Records for processing:
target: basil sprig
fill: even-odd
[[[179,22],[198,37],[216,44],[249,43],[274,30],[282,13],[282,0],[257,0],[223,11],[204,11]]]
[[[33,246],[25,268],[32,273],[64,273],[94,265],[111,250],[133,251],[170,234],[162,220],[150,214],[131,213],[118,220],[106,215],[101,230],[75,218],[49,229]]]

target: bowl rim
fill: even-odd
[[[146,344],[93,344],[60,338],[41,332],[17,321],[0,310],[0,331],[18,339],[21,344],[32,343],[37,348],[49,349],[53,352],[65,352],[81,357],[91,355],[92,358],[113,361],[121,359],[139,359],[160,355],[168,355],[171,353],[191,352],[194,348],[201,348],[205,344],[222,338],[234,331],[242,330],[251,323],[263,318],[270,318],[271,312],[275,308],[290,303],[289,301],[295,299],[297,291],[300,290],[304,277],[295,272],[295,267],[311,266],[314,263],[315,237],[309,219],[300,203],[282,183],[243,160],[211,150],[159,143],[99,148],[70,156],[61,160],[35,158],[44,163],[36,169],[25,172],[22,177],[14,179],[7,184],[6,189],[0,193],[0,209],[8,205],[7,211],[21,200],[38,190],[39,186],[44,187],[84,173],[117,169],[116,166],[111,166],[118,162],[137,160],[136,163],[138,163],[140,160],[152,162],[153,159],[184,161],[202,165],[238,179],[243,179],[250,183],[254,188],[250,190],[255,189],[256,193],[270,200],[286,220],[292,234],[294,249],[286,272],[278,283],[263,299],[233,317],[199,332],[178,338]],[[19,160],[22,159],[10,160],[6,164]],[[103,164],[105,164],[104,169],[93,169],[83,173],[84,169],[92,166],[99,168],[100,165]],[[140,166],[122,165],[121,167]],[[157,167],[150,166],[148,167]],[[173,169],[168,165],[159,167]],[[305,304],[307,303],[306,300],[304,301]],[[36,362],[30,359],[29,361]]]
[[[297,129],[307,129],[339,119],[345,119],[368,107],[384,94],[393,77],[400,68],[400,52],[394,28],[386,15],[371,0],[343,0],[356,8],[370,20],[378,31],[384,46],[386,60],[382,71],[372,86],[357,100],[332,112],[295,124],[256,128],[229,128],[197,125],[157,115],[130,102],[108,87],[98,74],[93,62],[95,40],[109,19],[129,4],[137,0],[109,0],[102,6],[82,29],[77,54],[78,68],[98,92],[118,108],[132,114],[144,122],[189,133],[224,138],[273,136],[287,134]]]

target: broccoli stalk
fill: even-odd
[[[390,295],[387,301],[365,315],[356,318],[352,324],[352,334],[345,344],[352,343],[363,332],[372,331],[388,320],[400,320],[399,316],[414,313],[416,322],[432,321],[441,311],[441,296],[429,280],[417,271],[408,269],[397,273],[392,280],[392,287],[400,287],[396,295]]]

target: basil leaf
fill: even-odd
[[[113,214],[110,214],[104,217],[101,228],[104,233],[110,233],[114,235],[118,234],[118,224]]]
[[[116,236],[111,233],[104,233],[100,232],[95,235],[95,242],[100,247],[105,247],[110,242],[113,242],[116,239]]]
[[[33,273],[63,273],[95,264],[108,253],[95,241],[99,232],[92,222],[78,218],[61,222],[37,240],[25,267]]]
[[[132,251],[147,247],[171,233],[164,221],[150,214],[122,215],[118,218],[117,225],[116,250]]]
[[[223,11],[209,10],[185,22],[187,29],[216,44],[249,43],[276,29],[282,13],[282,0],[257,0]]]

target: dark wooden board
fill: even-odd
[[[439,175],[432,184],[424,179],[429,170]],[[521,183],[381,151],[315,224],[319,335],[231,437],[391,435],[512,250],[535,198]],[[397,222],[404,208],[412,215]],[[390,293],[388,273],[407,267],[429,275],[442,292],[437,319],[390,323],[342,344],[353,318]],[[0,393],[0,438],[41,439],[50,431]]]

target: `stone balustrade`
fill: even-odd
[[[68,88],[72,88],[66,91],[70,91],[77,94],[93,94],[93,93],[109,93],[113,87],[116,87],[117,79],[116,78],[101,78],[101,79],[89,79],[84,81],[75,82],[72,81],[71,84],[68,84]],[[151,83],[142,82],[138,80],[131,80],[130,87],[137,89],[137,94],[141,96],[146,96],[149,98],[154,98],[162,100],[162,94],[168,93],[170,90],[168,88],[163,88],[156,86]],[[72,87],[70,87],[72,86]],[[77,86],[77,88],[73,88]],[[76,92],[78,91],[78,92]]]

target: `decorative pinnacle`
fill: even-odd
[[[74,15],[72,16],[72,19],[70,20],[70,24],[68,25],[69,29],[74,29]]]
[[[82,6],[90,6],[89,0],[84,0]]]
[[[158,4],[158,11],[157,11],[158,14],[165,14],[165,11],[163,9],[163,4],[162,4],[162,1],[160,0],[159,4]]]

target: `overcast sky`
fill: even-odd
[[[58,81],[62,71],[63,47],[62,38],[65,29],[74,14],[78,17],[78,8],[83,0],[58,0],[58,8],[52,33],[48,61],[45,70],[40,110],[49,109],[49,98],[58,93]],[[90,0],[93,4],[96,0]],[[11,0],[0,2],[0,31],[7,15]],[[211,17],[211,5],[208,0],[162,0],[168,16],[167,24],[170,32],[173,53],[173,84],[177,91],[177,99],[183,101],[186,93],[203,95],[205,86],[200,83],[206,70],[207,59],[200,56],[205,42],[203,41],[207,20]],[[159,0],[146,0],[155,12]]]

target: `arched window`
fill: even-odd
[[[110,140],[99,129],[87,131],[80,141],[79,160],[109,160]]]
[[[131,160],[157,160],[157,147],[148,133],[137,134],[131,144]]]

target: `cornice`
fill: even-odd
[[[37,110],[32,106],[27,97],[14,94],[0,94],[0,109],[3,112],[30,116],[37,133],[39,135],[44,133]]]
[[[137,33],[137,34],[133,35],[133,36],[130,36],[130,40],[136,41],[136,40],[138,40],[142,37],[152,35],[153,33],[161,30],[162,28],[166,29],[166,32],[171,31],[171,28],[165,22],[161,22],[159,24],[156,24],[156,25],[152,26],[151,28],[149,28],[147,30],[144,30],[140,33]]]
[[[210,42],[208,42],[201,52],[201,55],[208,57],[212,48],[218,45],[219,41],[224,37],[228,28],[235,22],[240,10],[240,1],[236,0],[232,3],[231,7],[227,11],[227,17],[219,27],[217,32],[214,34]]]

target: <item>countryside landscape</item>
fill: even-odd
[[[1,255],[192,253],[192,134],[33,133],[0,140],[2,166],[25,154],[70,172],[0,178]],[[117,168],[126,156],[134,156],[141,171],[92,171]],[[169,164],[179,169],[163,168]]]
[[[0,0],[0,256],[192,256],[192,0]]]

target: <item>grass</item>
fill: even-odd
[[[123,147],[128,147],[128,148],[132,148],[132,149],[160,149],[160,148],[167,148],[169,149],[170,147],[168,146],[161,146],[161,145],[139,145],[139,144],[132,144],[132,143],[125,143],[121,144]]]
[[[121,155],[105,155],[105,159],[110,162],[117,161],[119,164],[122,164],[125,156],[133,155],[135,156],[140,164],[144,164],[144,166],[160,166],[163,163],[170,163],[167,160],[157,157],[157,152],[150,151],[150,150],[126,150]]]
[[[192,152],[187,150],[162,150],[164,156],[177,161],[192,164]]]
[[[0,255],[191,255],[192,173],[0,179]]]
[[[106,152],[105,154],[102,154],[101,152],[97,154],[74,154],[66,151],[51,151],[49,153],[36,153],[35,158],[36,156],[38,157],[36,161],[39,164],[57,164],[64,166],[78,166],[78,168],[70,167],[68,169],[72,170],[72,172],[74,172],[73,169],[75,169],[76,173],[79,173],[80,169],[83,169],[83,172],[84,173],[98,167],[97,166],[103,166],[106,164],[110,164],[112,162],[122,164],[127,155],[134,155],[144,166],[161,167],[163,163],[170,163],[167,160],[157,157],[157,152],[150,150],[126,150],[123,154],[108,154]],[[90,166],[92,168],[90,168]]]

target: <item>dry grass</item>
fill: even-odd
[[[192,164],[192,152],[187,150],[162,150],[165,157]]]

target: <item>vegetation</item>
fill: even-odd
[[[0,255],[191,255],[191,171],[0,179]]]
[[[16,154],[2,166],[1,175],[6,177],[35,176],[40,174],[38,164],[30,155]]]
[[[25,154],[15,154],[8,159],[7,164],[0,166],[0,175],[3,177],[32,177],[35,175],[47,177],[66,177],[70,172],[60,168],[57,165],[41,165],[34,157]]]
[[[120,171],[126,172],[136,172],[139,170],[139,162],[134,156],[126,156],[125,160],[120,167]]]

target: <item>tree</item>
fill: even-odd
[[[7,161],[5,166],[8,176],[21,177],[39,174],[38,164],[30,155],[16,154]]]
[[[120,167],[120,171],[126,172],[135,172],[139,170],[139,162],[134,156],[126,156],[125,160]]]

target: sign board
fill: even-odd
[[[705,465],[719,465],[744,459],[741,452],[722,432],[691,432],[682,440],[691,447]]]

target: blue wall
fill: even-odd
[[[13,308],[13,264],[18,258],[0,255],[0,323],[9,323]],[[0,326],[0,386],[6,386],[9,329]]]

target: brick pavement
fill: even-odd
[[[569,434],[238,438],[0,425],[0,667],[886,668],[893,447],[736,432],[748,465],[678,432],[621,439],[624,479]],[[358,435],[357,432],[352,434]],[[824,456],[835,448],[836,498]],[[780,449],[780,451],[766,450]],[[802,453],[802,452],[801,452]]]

Exercise:
Edit the lines from the one containing "target: <item>vegetation</item>" through the last line of the records, replacing "brick pavement" with "brick sidewalk" and leaving everything else unchanged.

Worked answer:
target: <item>vegetation</item>
fill: even-odd
[[[0,255],[191,255],[191,171],[0,179]]]
[[[16,154],[2,166],[1,175],[6,177],[35,176],[40,174],[38,164],[30,155]]]
[[[25,154],[15,154],[8,159],[7,164],[0,166],[0,175],[3,177],[32,177],[35,175],[47,177],[66,177],[70,172],[60,168],[57,165],[41,165],[34,157]]]
[[[120,171],[126,172],[136,172],[139,170],[139,162],[134,156],[126,156],[125,160],[120,167]]]

target: <item>tree</item>
fill: even-odd
[[[7,161],[5,166],[8,176],[21,177],[39,174],[38,164],[30,155],[16,154]]]
[[[120,167],[120,171],[126,172],[135,172],[139,170],[139,162],[134,156],[126,156],[125,160]]]

target: sign board
fill: even-odd
[[[705,465],[719,465],[744,459],[741,452],[722,432],[691,432],[682,440],[691,447]]]

target: blue wall
fill: even-odd
[[[13,308],[13,264],[18,258],[0,255],[0,323],[9,323]],[[0,326],[0,386],[6,386],[9,329]]]

target: brick sidewalk
fill: even-odd
[[[569,434],[238,438],[0,425],[0,667],[886,668],[893,447],[736,432],[748,465],[678,432],[621,439],[624,479]],[[358,435],[357,432],[352,434]],[[824,456],[835,448],[836,498]],[[780,449],[780,451],[766,450]],[[802,453],[802,452],[801,452]]]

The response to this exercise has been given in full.